Dataset entries —
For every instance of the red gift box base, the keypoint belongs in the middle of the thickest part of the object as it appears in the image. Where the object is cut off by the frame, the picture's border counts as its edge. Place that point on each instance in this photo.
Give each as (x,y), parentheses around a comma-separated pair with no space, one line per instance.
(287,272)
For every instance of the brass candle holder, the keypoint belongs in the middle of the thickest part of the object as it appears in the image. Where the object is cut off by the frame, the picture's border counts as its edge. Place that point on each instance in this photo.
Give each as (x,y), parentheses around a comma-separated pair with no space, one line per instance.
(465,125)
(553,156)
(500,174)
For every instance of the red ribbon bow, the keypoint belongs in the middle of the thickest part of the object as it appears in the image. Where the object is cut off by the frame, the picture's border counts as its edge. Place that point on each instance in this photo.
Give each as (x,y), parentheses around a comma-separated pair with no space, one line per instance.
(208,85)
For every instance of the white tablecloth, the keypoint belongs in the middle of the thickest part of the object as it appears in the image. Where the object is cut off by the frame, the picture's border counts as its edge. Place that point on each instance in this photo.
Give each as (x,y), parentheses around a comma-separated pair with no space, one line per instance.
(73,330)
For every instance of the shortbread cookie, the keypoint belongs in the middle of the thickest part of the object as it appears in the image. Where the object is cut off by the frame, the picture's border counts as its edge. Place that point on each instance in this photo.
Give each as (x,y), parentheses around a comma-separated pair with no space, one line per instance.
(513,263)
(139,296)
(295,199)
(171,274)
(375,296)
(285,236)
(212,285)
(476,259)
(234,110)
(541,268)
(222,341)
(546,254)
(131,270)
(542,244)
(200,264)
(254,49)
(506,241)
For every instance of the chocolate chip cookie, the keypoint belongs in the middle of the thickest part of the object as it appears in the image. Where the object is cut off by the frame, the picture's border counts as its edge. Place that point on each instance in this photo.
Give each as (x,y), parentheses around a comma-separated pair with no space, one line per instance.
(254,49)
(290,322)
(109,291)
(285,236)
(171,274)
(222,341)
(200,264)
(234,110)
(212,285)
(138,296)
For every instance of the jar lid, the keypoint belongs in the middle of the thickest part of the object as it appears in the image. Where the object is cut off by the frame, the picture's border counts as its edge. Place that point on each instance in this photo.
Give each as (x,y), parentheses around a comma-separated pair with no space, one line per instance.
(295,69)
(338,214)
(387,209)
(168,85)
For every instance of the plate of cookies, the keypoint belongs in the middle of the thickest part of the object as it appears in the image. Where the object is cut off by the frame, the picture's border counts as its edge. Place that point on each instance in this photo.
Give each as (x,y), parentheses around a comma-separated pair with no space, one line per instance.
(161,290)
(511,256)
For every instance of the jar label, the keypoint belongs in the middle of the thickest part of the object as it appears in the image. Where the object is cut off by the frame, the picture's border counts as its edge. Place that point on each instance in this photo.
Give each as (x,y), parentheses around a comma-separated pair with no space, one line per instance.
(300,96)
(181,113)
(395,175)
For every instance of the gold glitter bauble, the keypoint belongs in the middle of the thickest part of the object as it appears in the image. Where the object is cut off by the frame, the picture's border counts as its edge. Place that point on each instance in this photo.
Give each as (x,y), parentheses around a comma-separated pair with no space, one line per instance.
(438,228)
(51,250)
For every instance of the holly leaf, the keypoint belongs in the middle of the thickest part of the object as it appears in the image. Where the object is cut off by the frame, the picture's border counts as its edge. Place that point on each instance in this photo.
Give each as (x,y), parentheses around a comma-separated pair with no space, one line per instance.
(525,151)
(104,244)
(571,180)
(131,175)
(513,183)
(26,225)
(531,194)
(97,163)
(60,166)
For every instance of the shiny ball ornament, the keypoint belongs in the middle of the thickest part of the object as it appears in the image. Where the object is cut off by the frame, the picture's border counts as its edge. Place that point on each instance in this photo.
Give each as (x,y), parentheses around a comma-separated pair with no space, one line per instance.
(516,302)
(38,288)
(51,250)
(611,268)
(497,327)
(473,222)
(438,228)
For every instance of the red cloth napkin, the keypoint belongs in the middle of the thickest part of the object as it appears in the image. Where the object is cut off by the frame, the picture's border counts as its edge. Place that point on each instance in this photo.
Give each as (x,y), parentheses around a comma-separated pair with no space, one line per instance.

Work item —
Retype the entries above. Match them exactly.

Solution to this problem —
For every instance of the red gift box base, the keypoint belongs in the middle of the thickest part of the object as it appears in the image. Where the object is cut off by the frame, the picture's border counts as its edge. Place that point on each instance in this photo.
Give each as (x,y), parentheses around a comma-separated pair with no space, one line per instance.
(287,272)
For every instance of the brass candle holder, the keypoint belongs in the middle of the thickest part of the object as it appears in the image. Where the object is cut off by the frame, the picture's border counts as its edge. Place that point on each instance in this photo.
Give each as (x,y), parentheses around a comma-separated pair with no space, one line per instance.
(465,125)
(553,156)
(500,174)
For every instance of the red ribbon bow, the keypoint belongs in the middle of the thickest part of the object as it appears in the image. Where the object is cut off by the frame, the picture's border counts as its edge. Place that point on each instance in this photo.
Give each as (x,y), parentheses around a comma-separated pair with no space, one line per instance.
(208,85)
For every instance of the white tablecloth, the keypoint belongs in the middle of the thickest part of the object as it appears in the image. Where the object is cut off by the frame, the picture's border counts as its edge. Place that point on each instance in this photo.
Give each as (x,y), parentheses around a comma-separated pair with no space, one line per instance.
(73,330)
For every instance of the shortbread cookie, the keypoint belongs in the middle of the thickest part of the object as it appears in the image. Where the object is cut off by the frame, the picture's border counts as its edge. Place that point on each instance in this photo.
Give each as (x,y), parentheses around a comma-separated pair with no space, one line per instance.
(513,263)
(139,296)
(295,199)
(171,274)
(375,296)
(285,236)
(212,285)
(476,259)
(234,110)
(541,268)
(222,341)
(546,254)
(131,270)
(542,244)
(200,264)
(254,49)
(506,241)
For every instance of the chocolate chip cookie, the keypoint belongs in the middle of the thickest part of the object as it appears in the image. Where the object is cut off by the frame, the picture's border counts as its edge. Place that point on each instance in this photo.
Give each as (x,y), parentheses around a comma-separated pair with no space, one line per instance.
(254,49)
(290,322)
(109,291)
(285,236)
(171,274)
(222,341)
(200,264)
(234,110)
(212,285)
(138,296)
For every instance of the jar lid, the keypoint belongs in the middle of the thickest part of the object as it appears in the image. Where the object is cut off by the frame, the picture's border counts as its edge. Place that point on each instance in this photo.
Give each as (x,y), parentheses around a comma-separated pair with no space, one line per instance.
(295,69)
(338,214)
(387,209)
(168,85)
For every instance of the plate of cookies, the keypoint belongs in the middle of the thickest part of the object as it appears in the image. Where the object is cut off by the frame, the picture's border counts as its edge. Place that point on each instance in this photo.
Give each as (x,y), parentheses around a comma-separated pair with no space, one line per instance.
(161,290)
(511,256)
For every instance of the jar label, the keypoint belongs in the middle of the thickest part of the object as it appears in the image. Where the object is cut off by the frame, the picture's border counts as its edge. Place that point on each instance in this photo.
Give each as (x,y), parentheses around a comma-separated pair with no space, one line per instance.
(300,96)
(181,113)
(395,175)
For every instance of the gold glitter bauble, the keypoint belongs in the middle of the thickest part of the object as it appears in the image. Where the object is cut off by the frame, the picture's border counts as its edge. Place that point on each instance in this photo.
Give each as (x,y), parentheses around a comma-separated pair with no space, one line per instance.
(438,228)
(51,250)
For every instance of the holly leaf, the keypoint belongs in the middle of the thickest part of the object as it appears in the image. Where the object is cut off by the frame, the picture's border counts as its edge. Place that point on each instance in this photo.
Give each as (x,y), parentheses around a comma-separated pair with no space, one line per instance.
(525,151)
(104,244)
(571,180)
(131,175)
(513,183)
(26,225)
(531,194)
(97,163)
(60,166)
For every instance of the shiny ball ornament, the keypoint belongs in the middle of the thickest part of the object as it appears in the image. Where the object is cut off by the frame, the picture's border counts as its edge. Place that point on each instance in this photo.
Give each as (x,y), parentheses around a comma-separated pair with no space, one line per instance.
(516,302)
(38,288)
(51,250)
(611,268)
(497,327)
(473,222)
(438,228)
For every instance of the red cloth napkin, the keypoint belongs in the middle of the thickest part of the object as it appears in the image. Where the object is cut off by the frame, the picture's border counts as its edge. Place that point on each instance in this photo.
Give each as (x,y), parentheses around a comma-separated pair with no space, one line per instance.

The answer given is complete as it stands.